> YOUR TASK: Retype the whole listing below, character for character.

☆ ☆ ☆

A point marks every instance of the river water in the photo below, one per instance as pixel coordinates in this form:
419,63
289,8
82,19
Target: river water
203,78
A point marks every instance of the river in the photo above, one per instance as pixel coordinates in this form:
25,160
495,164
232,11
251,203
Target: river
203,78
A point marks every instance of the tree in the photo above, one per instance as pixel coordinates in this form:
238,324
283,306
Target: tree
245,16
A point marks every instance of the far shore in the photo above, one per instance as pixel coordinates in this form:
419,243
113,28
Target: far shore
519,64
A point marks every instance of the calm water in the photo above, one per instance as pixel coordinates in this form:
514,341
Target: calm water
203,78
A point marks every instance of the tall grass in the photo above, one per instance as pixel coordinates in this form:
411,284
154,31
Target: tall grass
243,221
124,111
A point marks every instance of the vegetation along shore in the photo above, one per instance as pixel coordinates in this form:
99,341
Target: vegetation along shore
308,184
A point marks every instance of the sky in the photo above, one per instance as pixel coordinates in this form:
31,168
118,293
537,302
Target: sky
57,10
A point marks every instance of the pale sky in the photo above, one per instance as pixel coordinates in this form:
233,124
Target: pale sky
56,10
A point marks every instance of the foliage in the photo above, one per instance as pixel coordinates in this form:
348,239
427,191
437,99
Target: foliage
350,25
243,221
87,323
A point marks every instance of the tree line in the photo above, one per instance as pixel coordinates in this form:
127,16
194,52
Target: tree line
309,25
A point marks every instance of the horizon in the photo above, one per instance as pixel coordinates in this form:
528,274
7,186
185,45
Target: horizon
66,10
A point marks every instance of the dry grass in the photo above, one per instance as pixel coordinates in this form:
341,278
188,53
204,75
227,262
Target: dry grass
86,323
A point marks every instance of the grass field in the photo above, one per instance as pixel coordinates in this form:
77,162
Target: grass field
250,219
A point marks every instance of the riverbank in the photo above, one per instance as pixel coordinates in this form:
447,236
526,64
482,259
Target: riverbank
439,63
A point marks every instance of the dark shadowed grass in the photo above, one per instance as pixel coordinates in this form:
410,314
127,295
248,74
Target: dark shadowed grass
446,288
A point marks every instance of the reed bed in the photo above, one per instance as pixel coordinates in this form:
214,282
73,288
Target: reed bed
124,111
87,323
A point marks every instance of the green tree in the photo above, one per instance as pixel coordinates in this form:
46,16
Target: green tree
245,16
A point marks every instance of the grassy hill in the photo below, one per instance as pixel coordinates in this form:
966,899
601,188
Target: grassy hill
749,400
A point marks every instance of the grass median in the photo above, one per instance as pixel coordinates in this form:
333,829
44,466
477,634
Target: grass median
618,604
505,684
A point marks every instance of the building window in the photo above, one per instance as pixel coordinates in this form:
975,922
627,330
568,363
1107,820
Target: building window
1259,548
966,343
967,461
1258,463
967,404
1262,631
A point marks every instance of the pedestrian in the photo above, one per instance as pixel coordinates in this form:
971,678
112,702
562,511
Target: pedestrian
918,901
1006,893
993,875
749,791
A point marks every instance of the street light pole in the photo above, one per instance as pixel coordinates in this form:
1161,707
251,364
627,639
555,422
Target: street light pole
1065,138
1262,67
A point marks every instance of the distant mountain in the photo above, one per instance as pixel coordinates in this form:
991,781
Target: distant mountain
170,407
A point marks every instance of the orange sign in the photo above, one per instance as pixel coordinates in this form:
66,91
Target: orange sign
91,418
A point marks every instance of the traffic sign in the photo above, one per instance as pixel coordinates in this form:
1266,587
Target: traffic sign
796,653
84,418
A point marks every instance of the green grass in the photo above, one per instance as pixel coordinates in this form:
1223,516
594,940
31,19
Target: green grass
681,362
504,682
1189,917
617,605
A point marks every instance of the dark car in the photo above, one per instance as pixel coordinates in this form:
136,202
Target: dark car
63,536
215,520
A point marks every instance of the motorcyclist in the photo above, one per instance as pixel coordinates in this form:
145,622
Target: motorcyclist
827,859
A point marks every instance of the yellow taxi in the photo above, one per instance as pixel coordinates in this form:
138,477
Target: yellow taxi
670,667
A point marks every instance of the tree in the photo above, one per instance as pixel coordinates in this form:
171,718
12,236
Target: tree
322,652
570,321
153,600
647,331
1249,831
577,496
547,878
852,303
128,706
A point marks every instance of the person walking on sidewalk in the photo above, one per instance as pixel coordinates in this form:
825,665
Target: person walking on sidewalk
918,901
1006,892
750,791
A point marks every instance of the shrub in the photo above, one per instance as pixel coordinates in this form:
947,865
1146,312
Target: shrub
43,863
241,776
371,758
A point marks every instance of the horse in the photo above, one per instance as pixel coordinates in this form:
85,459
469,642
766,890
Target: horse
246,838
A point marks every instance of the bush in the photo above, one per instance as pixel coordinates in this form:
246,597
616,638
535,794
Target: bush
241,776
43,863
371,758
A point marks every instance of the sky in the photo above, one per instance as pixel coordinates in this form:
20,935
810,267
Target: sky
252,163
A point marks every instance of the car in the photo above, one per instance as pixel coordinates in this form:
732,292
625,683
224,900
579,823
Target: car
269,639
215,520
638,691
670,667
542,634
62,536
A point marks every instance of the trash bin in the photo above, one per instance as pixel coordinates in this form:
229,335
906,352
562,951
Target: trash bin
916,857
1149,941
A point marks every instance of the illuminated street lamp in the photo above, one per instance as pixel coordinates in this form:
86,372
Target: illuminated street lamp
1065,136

☆ ☆ ☆

> EXERCISE SOLUTION:
A point marks every instance of the river water in the photo below, one per instance as pixel coordinates in this form:
419,63
289,8
82,19
Target: river water
203,78
A point marks every instance of the river in the photo above, one per instance as pixel coordinates in this form:
25,160
495,164
232,11
251,203
Target: river
203,78
A point marks every instance of the tree in the photo above, one per instance as pixel coordinates in this form:
238,324
283,306
Target: tree
245,16
A point marks every instance of the far shore in the photo above, one per instance as pixel coordinates in this form:
419,243
113,28
Target: far shore
519,64
A point marks every instance of the calm water in the photo above, one per instance as pixel coordinates in this form:
514,341
Target: calm water
203,78
A point marks every instance of the tall grass in the photo above, one per instance as pixel coordinates in this form:
411,284
154,31
Target: tall grass
243,221
124,111
A point marks every instance of the vegetation along shore in the photo above, one per instance as pixel coordinates in this form:
99,341
Target: vegetation along shore
308,184
A point marks every instance of the sky in the photo above, one per instance as pixel coordinates in this form:
31,168
118,293
537,302
Target: sky
57,10
A point marks every instance of the pale sky in the photo above, one per instance as pixel coordinates in this form:
233,124
Target: pale sky
56,10
A point marks every instance of the foliage in the photo above, one per instance as pixel coordinates in this form:
348,239
427,191
437,99
Target: foliage
350,25
243,221
87,323
A point marks every instance of the tree line in the photo above, one per instance as pixel coordinates in this form:
127,16
194,52
Target: tree line
309,25
A point marks every instance of the horizon in the photo above, one per instance as pixel coordinates in this form:
528,274
7,186
185,45
Target: horizon
66,10
A point marks every instance of the dry grass in the photo above, one per instance as pixel coordinates in this form:
341,278
188,53
204,75
227,262
Target: dry grass
86,323
A point marks every instance of the grass field in the photo above, one per instance as pixel coordinates in this form:
77,162
Target: grass field
250,219
A point marks every instance of the riverbank in the photo above, one per instance as pixel coordinates in this form:
447,236
526,64
482,259
Target: riverbank
439,63
A point marks every instance of the dark shadowed grass in the photo above, one per instance as pixel coordinates in this form:
410,314
127,295
248,74
Target: dark shadowed grass
446,288
A point marks every instance of the reed bed in the photo above, one per instance as pixel coordinates in this form:
214,282
73,288
Target: reed bed
124,111
87,323
A point marks every instance of the green tree in the photo above, one per instance as pixel coordinates in this form:
46,16
Target: green tree
245,16
A point marks every instance of the grassy hill in the photo below, one per instance as pixel coordinates in this form:
966,899
601,188
Target: grassy hill
749,400
A point marks every instance of the grass median in the photo above, one per instance as pixel coordinates in this form:
333,829
44,466
477,634
Target: grass median
618,604
505,684
A point marks every instance of the building window in the photo above, one per instance as pixel coordinates in this form:
975,922
627,330
568,363
1107,820
Target: building window
1259,548
966,343
967,461
1258,463
967,404
1262,631
A point marks every instance of the pedestrian in the photo above, one per instance as pixel coordinates in this form:
971,678
112,702
562,511
Target: pedestrian
918,901
1006,893
993,875
749,791
A point marks every instance of the street light pole in the photo above, one per instance as pixel coordinates in this form:
1161,707
251,364
627,639
555,422
Target: street light pole
1065,138
1262,67
A point marks every instance of the distant mountain in the photo above, one per instance as pixel coordinates in this form:
991,781
Target: distant mountain
170,407
A point marks every instance of the orange sign in the photo above, one per instance as pixel coordinates in this form:
66,91
Target: orange sign
91,418
A point marks every instance of the traffic sign in the photo above, one per instance as pixel coordinates in this form:
1266,587
Target: traffic sign
796,653
84,418
A point marks every instance of the green grass in the photo above, one per instance as pixel coordinates in this form:
1223,516
594,940
31,19
Target: green grass
681,362
504,682
1189,917
617,605
A point marks every instance of the dark car in the photo above, one per instance as pixel coordinates in this form:
136,202
Target: dark car
63,536
215,520
A point marks every instance of the motorcyclist in the photo above, one per instance as pixel coordinates in this form:
145,622
Target: motorcyclist
827,859
A point marks every instance of the yellow taxi in the photo above, one per instance as pixel coordinates in this form:
138,477
Target: yellow taxi
670,667
A point marks every instance of the tree in the photo above, one per instance as pixel coordinates in this form:
171,718
12,236
Target: tree
322,652
570,321
153,600
647,331
1249,831
577,496
547,878
852,303
128,706
A point marks every instance of the person walking on sidewalk in the photo above, one per instance as pixel coordinates in this form:
825,665
Target: person walking on sidewalk
918,901
1006,892
750,791
A point marks every instance of the shrub in the photo above, one per instance as pixel coordinates in this form:
947,865
1146,312
Target: shrub
43,863
241,776
371,758
A point marks every instance of the horse in the photo above, one per instance as pixel coordinates in this form:
85,459
469,642
766,890
Target: horse
246,838
A point marks every instance of the bush in the photo above, one per instance as pixel coordinates in this form:
246,597
616,638
535,794
Target: bush
241,776
43,863
371,758
A point marks every instance of the sky in the photo above, one per instance as pixel coordinates in this form:
20,935
810,267
Target: sky
252,163
A point marks every instance of the car in the photo above, one per instance as pixel coordinates in this form:
732,292
625,683
224,900
579,823
Target: car
269,639
215,520
638,691
670,667
542,634
62,536
A point marks every instance of the trash bin in the photo above, one per instance as pixel coordinates in this form:
229,335
906,352
562,951
Target: trash bin
916,857
1149,941
A point marks every instance of the illuminated street lamp in the photo above, one per instance as pixel coordinates in this form:
86,372
Target: illuminated street lamp
1065,136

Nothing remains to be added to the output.